_What you need to do:_
- A) List every person named in the article on the delayed deportation raids.
- B) Continue the article on the delayed deportation raids from where it stops.

_Given text:_

Two weeks.
Two weeks that undocumented workers and all im/migrants in this country will be living under increased tension and terror.
On June 17, Donald Trump, one of the most reviled U.S. presidents ever, announced that he would begin massive roundups and deportations of im/migrants.
On the eve of a June 18 campaign stop in Orlando, Fla., Trump tweeted: “Next week [Immigration and Customs Enforcement] will begin the process of removing the millions of illegal aliens who have illicitly found their way into the United States. They will be removed as fast as they come in.” (Politico, June 18)
His get-them-all-out attitude instilled a cold chill in im/migrant workers. His campaign stop in Florida was a massive rally that harkened back to KKK events of not long ago. Pandering to his reactionary, nativist, white- supremacist base, he continued to whip up his racist anti-immigrant rhetoric in preparation for the 2020 presidential campaign.
It’s important to point out that Orlando has become home to thousands of climate refugees from Puerto Rico, forced out of their homeland in record numbers after Hurricane Maria (also known as Hurricane Colonialism).
Where have the Democrats been?
The Democratic Party establishment responded on June 22 to Trump’s tweet, opposing his announcement. Party leader Nancy Pelosi stated that Trump’s “planned raids were heartless” and would “inject terror into our communities.” (CNN, June 22)
Where has Pelosi been? Under a rock? Yes, the raids are heartless, but terror has been injected into immigrant communities for some time now.
Next Trump tweeted that he was delaying the deportations for two weeks “at the request of Democrats.” Trump threatened that, if Washington lawmakers didn’t approve immigration asylum law in that time, he would direct ICE agents to resume the raids.
But what happens after those two weeks? Does anyone actually expect anything different on immigration policy? Absolutely not.
Under the Trump administration, deportations, detainments and harassment of immigrant workers in the U.S. have been relentless. Advocates report that for the countless migrants who go to court for their deportation hearing, or any kind of appointment, their appearance can mean deportation — right then and there.
Soft raids have been taking place, Pelosi. Where was Democratic outrage then?
Migrants, documented or not, are living under a cloud of intense terror as they never know whether on their job, in court or at a stop light, they will be picked up. Teachers report that the stress level for children of migrants has skyrocketed as children worry if they will come home after school to an empty house.
And the crisis at the Southern border goes on, where forced migration means record numbers of migrants traveling in unprecedented caravans. They have been met with cruelty, even though migrants are eligible for asylum.
After two weeks, all these conditions will only continue.
Who is to blame?
Since 2006, both capitalist parties have attempted to solve the economic crisis on the backs of migrants, using a campaign to criminalize and deport workers. Pelosi’s party under Barack Obama became the party whose president deported more workers than any other U.S. president — ever. Who’s heartless now, Pelosi?

_Listed records:_
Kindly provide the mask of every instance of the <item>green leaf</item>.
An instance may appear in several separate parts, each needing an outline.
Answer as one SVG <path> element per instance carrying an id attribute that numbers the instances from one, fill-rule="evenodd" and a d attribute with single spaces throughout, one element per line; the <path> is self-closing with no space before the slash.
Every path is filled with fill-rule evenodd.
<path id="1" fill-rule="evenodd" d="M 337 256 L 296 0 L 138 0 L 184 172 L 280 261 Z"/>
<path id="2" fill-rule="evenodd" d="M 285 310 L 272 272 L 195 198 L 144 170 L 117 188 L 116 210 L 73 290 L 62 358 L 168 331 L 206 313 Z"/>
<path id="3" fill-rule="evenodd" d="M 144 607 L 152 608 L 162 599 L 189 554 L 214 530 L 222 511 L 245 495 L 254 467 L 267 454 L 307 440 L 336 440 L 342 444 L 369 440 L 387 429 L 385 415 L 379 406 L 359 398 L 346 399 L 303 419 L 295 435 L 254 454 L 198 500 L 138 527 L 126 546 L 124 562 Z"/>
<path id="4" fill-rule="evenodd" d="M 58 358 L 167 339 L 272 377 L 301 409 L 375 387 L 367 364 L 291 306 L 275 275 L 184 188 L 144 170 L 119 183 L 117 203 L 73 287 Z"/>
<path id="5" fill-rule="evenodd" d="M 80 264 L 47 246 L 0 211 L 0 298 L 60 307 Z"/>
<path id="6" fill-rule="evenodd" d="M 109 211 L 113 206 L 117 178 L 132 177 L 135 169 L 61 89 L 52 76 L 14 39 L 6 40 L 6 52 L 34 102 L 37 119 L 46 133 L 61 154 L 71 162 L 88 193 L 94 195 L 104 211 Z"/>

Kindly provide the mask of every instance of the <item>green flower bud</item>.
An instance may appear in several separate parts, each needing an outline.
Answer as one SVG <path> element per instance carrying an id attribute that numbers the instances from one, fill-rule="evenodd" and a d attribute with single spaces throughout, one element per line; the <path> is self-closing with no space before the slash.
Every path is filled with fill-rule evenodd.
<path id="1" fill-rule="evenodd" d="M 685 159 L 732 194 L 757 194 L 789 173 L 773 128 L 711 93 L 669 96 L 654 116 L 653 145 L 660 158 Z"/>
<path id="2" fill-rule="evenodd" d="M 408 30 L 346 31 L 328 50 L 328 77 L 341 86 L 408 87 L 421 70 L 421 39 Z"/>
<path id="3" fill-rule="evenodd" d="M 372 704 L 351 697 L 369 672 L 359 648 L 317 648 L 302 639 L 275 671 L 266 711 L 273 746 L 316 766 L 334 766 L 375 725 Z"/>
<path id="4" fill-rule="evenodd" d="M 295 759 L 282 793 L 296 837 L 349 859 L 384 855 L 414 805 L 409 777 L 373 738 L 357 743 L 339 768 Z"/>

_Results in order:_
- A) Donald Trump, Nancy Pelosi, Barack Obama

- B)
This terror, of course, has been greatly aggravated — in fact, is on steroids — under Donald Trump. But both parties have criminalized migrant workers and militarized the Southern border. Both parties have been complicit with the capitalist class in providing a controlled source of labor power that can be super-exploited at their whim.
Anti-immigrant rhetoric and policy are being used to divide and conquer the working class. It is also used to derail attention on other critical issues.
Pelosi refers to “our communities.” Yet the Democrats have done nothing to defend Dreamers brought to the U.S. as children, win asylum for those who desperately need it or stop the deportations. The Democrats have continued to support imperialist policies that destabilize nations, such as when Secretary of State Hillary Clinton backed the right-wing coup in Honduras in 2009.
Migrants are nothing more than pawns for Washington players, both the Democrats and the Republicans.
Nonetheless, it is the Trumpites who have veered into fascist. white- supremacist territory. But it won’t be the Democrats who can stop that.
Terror 2019 style
Where is Pelosi’s compassion for the children in inhumane conditions held in detention? Child detentions, child deaths have skyrocketed. Migrants — many of them trans people — have died in detention due to callous neglect. U.S. Rep. Alexandra Ocasio-Cortez received flak for calling them concentration camps.
But the left has been correct in calling them such for some time now. How else can one explain the conditions? Or re-opening the same military base that held Japanese citizens interned during World War ll — to hold im/migrants now?
Just like prisons in the U.S, these detention centers have become concentration camps for the poor.
On June 21, CNN, based on an Associated Press exposé, ran a news story, “Lack of soap, filthy onesies and too few beds have created a ‘health crisis’ at border detention facilities, monitors warn.”
After visiting the Ursula Processing Center in McAllen, Texas, attorney Toby Gialluca said, “”There was just a pervasive health crisis. Virtually everyone we saw was ill.”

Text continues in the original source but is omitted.